:: Required action 1 ::
From the commentary on the Fed's taper, transcribe the passage running from "Bernanke left us" to "have us think.".
:: Required action 2 ::
Put this sentence from the commentary on the Fed's taper into Spanish: "It took the Fed a while to respond to the gathering storm in 2007-2008."
:: Required action 3 ::
Answer these questions from the commentary on the Fed's taper.
(a) To what monthly amount has the Fed's bond buying now been reduced?
(b) In which country does the text say a new credit crisis may be sourced?
(c) At what rate did fourth-quarter GDP come in?
START Extract to read
Of Immediate Concern: Does the Taper Follow the Fed's 2007-2008 Pattern?

Bernanke left us with another taper in Fed bond buying, with that program now down to $65 billion per month from $75 billion which was down from $85 billion. As he steps away, some sing his praises for not giving in to the demand by Christine LaGarde, head of the IMF, that the Fed not taper, in order to help the struggling Emerging Markets, which as we see are in a tailspin. LaGarde wants the Fed to signal its willingness to loosen up, as it has done in the past, and keep injecting liquidity into world markets. But what sound like voices of moderation call Bernanke's sticking to the Fed's stated plan to keep tapering the proper action for the Fed to be taking: stop supporting the rest of the world and do what's good for the U.S. At least that's what they would have us think.

But is that true? Or are we witnessing a Fed doing exactly what it did in the face of the accelerating crisis that began in 2007 and hit with such ferocity in 2008?

It took the Fed a while to respond to the gathering storm in 2007-2008. They simply didn't understand that a credit crisis was brewing that would result in a freezing of credit markets. And by the time they did, most of the damage was done, and credit markets did indeed freeze up with the unhappy result that not a Great Recession, but another Great Depression threatened to drag the world into financial ruin.

Okay, so my inclination at the time was just let the thing go and let natural liquidation purge the system of the outrageously leveraged condition that the banks and Wall Street had created. It would be a healthy re-start for the rest of us, after a period of pain. But now I'm not so sure. Now I wonder whether it would be madness to court something like the Great Depression. Maybe that would have been like letting the patient heal himself, even as we watch him die.

In any case, if we are entering the initial stages of another credit crisis, this one sourced in China, as opposed to the last one having been sourced here with our sub-prime crisis precipitated by a collapse of the U.S. real estate bubble, then it seems the Fed shouldn't be tightening up on credit. It should be looking to provide the liquidity needed to avoid a freezing up of credit markets.

Then again, should we be surprised that the Fed might repeat the same mistakes they made in 2007-2008? They didn't understand what was happening then; why should be expect them to understand what's happening now?

Meanwhile, as we warned a few days ago, and despite the recent trumpeting of a stronger economy based on fourth quarter GDP coming in at 3.1%, the declines in the stock markets around the world are beginning to look more like the first innings of a crisis, rather than a simple, needed and expected correction in prices after a big run-up. The jury is out, but the evidence now builds for something worse than a mere correction.
END Extract to read
START Supplied records
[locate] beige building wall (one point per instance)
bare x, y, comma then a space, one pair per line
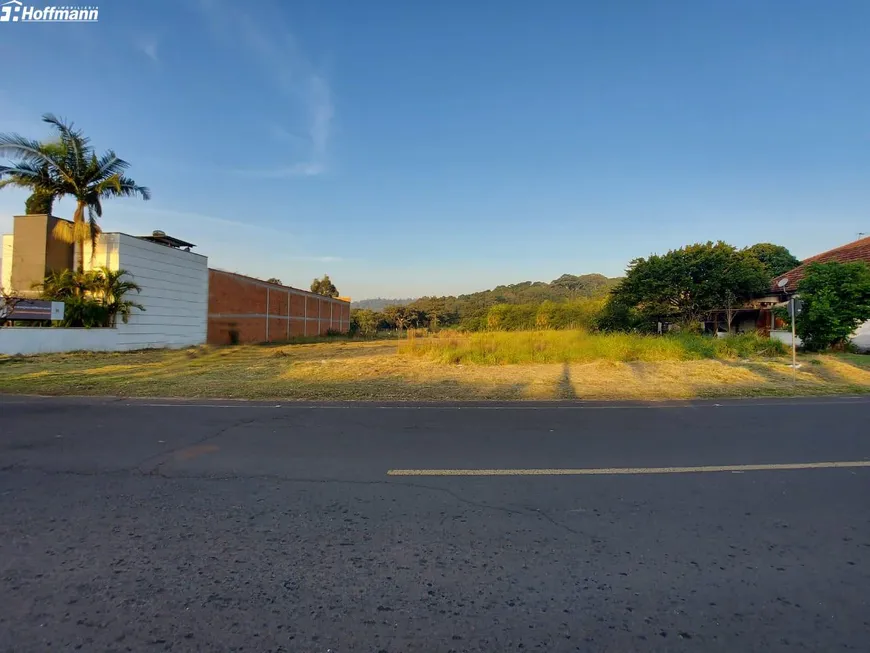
6, 266
36, 252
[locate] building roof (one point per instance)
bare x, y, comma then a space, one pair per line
162, 239
856, 251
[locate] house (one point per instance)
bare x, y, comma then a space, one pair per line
173, 281
186, 302
785, 285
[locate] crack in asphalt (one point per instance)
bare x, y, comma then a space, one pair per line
167, 456
157, 474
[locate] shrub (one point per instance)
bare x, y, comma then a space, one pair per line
836, 298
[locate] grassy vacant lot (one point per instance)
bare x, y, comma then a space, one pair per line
656, 368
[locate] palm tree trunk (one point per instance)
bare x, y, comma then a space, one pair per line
79, 231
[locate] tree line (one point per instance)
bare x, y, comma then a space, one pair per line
685, 287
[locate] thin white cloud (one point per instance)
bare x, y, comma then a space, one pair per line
195, 218
274, 49
148, 46
317, 259
296, 170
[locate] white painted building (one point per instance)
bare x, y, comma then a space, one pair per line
174, 294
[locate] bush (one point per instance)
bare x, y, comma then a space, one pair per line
836, 298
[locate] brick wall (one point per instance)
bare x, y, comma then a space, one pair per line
267, 312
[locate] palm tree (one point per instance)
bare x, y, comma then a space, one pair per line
69, 168
42, 198
93, 298
109, 287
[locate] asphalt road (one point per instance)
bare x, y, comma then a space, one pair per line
136, 526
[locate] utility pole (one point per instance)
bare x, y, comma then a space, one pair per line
793, 343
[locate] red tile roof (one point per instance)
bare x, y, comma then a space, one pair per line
856, 251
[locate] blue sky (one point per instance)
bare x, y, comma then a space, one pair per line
411, 148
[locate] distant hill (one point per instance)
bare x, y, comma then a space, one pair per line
379, 303
470, 309
566, 287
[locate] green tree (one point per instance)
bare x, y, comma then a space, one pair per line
110, 288
94, 298
685, 285
41, 200
836, 301
775, 259
324, 287
71, 167
402, 317
365, 322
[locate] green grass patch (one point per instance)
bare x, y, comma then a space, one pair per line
500, 348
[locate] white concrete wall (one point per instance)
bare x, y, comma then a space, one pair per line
6, 266
861, 339
785, 336
174, 293
20, 340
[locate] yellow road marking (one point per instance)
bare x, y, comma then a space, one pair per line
608, 471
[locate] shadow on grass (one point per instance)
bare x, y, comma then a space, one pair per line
565, 388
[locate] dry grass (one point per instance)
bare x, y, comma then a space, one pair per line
374, 371
578, 346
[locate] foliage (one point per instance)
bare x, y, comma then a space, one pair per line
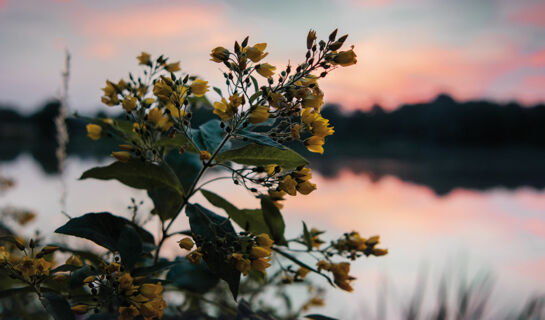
163, 153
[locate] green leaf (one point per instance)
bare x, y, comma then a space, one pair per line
137, 174
260, 138
57, 306
307, 237
218, 91
273, 219
257, 154
193, 277
130, 246
104, 229
162, 185
249, 219
207, 228
186, 166
212, 135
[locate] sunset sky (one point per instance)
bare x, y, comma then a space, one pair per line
408, 50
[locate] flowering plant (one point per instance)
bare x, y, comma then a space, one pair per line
164, 153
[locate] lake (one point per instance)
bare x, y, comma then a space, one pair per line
444, 222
END Supplied records
:: Task result 1 ::
Bernanke left us with another taper in Fed bond buying, with that program now down to $65 billion per month from $75 billion which was down from $85 billion. As he steps away, some sing his praises for not giving in to the demand by Christine LaGarde, head of the IMF, that the Fed not taper, in order to help the struggling Emerging Markets, which as we see are in a tailspin. LaGarde wants the Fed to signal its willingness to loosen up, as it has done in the past, and keep injecting liquidity into world markets. But what sound like voices of moderation call Bernanke's sticking to the Fed's stated plan to keep tapering the proper action for the Fed to be taking: stop supporting the rest of the world and do what's good for the U.S. At least that's what they would have us think.

:: Task result 2 ::
A la Fed le llevó un tiempo responder a la tormenta que se avecinaba en 2007-2008.

:: Task result 3 ::
(a) $65 billion per month
(b) China
(c) 3.1%